*DIRECTION:*
Find every line in the items below that contains the string "windshield", matching case, and copy each of those lines in full.

*DATA PROVIDED:*
## begin

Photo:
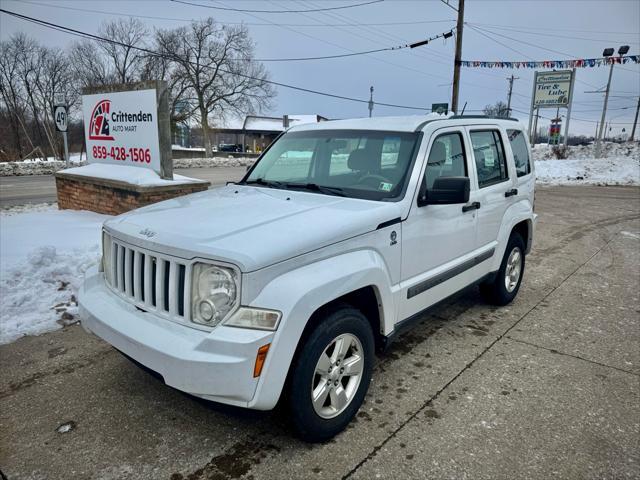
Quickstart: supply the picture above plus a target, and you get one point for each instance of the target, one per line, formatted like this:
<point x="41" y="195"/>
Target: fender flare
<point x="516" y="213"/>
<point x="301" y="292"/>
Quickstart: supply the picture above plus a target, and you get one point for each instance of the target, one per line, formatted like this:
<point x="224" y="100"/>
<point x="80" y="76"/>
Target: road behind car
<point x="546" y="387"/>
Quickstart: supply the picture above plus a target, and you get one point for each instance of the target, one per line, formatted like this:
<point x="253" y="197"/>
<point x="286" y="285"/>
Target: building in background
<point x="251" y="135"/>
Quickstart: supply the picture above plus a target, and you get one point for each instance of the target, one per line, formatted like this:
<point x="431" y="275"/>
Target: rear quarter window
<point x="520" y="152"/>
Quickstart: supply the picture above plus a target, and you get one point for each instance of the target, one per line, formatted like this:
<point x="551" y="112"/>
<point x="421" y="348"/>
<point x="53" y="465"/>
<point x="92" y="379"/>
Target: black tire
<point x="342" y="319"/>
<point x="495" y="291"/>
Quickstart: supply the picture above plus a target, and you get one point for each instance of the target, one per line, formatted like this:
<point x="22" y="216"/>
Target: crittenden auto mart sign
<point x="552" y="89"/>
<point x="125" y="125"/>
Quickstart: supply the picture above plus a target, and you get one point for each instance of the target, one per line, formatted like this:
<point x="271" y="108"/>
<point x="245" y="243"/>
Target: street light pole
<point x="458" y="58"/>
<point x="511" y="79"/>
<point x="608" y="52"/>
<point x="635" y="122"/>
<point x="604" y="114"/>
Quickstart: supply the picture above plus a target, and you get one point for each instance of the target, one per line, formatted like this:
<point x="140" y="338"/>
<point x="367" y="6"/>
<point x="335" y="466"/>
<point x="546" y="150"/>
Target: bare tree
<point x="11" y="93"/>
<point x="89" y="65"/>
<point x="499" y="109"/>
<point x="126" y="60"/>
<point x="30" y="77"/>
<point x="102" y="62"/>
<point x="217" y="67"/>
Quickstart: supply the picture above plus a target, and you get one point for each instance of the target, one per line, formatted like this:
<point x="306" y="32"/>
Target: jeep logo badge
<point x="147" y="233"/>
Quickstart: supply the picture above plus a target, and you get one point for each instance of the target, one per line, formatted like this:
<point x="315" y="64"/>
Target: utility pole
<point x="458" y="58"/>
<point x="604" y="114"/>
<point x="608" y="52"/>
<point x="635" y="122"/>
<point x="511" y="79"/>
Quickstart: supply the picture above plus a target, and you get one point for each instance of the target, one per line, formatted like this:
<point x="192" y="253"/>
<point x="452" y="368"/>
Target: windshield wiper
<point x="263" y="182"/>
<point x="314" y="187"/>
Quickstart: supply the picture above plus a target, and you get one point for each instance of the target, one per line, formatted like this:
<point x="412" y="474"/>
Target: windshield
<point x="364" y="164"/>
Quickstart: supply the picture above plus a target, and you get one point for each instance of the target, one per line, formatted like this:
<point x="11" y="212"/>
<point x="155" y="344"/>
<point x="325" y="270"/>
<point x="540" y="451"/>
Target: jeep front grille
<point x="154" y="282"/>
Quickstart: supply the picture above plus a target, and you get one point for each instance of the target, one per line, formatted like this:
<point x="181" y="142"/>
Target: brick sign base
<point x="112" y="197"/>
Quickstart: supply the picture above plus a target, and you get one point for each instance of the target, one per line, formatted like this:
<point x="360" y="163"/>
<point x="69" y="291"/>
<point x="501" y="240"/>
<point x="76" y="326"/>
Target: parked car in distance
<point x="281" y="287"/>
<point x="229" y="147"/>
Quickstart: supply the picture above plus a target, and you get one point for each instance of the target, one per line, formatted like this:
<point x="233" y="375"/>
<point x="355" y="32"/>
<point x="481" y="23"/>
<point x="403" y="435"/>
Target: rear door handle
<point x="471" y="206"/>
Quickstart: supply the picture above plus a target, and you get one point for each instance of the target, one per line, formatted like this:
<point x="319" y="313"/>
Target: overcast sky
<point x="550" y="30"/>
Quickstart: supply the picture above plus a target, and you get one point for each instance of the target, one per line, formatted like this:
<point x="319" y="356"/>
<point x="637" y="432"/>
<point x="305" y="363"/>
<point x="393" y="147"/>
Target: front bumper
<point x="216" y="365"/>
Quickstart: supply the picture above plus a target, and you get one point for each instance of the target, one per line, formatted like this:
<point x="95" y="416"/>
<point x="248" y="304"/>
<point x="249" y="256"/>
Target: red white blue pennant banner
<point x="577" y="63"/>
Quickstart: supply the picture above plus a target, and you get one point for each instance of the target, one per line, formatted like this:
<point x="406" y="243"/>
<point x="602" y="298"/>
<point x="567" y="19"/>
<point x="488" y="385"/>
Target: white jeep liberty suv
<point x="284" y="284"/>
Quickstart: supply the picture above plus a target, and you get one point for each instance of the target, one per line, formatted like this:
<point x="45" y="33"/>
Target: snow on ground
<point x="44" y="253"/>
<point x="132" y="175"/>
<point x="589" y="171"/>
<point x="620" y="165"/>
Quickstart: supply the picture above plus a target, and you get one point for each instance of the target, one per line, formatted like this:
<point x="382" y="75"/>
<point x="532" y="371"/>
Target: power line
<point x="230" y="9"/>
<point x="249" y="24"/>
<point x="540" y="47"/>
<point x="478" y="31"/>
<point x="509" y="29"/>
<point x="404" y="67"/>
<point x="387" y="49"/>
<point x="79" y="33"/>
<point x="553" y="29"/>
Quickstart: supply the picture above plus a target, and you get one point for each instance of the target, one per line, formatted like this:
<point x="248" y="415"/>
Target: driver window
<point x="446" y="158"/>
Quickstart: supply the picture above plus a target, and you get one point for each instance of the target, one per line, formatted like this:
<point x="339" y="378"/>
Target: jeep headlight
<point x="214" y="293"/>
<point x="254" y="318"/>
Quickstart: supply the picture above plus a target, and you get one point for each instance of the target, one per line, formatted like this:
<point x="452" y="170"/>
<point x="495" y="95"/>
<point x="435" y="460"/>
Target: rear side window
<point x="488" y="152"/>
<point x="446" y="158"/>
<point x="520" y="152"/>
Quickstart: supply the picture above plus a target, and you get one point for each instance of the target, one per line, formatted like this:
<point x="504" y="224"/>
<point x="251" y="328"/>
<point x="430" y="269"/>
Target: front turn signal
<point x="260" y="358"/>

## end

*OUTPUT:*
Target: windshield wiper
Target: windshield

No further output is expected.